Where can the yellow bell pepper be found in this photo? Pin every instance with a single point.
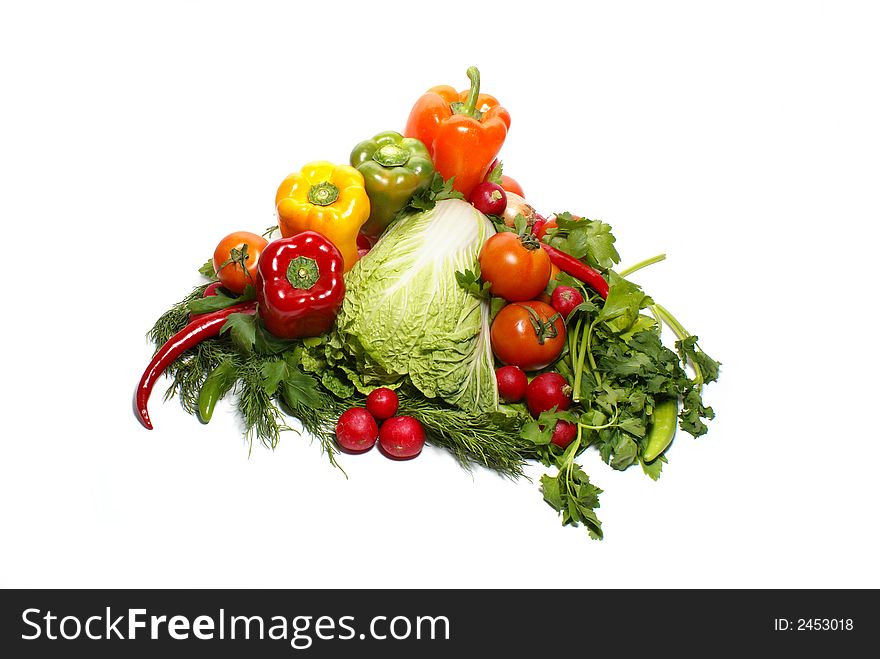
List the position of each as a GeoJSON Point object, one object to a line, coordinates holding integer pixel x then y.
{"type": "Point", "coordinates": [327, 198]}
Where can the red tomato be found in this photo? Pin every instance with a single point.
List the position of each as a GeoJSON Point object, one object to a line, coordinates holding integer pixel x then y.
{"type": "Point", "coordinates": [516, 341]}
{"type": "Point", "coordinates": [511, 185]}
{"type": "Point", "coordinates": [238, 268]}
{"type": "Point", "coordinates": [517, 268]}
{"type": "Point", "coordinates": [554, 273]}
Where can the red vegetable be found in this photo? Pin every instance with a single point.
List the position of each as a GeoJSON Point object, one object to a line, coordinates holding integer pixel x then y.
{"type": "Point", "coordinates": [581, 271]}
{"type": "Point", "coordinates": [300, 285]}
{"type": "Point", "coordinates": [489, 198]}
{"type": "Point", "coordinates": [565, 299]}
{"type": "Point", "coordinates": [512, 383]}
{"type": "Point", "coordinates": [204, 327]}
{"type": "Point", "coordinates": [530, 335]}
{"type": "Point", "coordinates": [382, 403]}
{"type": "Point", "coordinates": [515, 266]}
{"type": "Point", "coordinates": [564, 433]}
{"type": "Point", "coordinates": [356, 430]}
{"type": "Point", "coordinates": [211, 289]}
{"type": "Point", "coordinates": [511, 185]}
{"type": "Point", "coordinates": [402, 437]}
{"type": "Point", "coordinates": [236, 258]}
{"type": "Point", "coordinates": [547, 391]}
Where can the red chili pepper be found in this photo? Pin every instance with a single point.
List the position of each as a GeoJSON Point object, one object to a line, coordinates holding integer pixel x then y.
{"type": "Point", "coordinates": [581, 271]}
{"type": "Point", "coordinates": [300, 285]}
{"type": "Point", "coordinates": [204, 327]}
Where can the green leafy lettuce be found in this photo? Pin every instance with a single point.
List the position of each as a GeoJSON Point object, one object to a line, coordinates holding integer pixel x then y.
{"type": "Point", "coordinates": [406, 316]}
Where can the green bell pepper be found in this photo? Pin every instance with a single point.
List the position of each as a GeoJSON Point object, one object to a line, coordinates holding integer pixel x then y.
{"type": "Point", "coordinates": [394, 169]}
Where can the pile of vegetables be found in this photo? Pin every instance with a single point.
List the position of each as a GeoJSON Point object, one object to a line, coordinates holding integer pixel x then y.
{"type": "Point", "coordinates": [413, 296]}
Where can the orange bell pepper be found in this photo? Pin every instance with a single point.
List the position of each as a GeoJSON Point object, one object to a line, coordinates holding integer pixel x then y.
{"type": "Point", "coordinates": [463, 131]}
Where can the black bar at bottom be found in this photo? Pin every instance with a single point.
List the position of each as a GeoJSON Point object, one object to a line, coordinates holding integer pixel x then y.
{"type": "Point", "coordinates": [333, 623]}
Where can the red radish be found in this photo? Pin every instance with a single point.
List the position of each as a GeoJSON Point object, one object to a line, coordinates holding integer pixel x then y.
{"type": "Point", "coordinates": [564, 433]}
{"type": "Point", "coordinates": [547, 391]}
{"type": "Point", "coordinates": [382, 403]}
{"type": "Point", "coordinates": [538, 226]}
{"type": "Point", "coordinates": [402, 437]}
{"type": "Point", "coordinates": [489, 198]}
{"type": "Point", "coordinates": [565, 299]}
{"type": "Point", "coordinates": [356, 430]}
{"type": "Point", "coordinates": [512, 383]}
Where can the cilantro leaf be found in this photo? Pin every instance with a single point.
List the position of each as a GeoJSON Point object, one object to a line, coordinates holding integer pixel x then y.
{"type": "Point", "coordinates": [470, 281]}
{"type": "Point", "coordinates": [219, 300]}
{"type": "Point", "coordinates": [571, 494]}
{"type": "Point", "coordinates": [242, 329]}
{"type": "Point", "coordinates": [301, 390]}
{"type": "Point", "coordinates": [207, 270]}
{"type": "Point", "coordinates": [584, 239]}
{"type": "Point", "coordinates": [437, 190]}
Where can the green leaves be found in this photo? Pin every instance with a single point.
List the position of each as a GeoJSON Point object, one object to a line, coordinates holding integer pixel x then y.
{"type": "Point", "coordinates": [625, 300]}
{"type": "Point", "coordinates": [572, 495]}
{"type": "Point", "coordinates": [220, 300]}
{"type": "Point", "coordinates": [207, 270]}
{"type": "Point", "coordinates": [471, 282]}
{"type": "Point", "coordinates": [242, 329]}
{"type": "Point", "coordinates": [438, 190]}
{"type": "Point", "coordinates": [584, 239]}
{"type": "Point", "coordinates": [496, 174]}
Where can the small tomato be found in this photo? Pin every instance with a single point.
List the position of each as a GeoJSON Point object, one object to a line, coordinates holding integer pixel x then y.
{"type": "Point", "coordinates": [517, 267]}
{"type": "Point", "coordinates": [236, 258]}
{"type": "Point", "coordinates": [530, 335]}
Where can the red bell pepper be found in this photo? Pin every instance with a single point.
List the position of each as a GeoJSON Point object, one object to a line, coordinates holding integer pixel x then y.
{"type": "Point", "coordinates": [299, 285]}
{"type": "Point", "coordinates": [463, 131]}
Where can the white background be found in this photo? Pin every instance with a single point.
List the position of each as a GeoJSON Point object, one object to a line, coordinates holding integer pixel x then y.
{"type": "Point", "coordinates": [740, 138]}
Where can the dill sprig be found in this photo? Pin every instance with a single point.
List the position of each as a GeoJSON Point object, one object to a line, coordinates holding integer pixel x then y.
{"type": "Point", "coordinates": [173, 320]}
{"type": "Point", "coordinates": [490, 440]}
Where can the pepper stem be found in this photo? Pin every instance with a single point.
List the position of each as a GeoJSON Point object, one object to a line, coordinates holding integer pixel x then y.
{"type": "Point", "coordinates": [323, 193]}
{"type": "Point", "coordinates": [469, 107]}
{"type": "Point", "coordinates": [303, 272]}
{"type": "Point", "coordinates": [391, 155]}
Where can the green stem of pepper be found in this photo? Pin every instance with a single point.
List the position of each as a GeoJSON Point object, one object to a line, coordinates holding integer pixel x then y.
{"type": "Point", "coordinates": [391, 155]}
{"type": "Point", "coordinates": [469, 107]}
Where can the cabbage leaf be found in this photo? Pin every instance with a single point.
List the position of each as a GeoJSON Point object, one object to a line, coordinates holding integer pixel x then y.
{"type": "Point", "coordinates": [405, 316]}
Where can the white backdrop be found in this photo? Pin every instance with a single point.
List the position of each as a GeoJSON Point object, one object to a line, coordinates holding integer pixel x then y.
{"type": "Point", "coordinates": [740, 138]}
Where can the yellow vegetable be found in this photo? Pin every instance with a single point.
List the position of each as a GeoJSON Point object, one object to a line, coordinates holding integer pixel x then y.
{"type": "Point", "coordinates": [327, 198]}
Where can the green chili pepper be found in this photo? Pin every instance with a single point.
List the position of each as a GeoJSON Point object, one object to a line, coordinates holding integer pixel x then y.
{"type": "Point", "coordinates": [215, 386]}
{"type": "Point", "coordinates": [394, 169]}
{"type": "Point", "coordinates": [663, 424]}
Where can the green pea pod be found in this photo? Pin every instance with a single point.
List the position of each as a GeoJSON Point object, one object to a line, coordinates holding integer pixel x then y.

----

TASK DESCRIPTION.
Rewrite the lines from the one containing "Where can the green chili" through the last line, both included and with the requests kept as they are. Multiply every coordinate in the answers by 0.75 and round to whole numbers, with halves rounding up, and give only those lines.

RESULT FOR THIS EXERCISE.
Where can the green chili pepper be found in this photo? Pin every instance with a single point.
List the position of each as a GeoJSON Point object, one object to a line, coordinates holding integer pixel x then y.
{"type": "Point", "coordinates": [161, 290]}
{"type": "Point", "coordinates": [296, 127]}
{"type": "Point", "coordinates": [497, 318]}
Where can the green pea pod be found in this photo? Pin every instance with a single point.
List the position of each as a GeoJSON Point object, one object to a line, coordinates holding integer pixel x then y.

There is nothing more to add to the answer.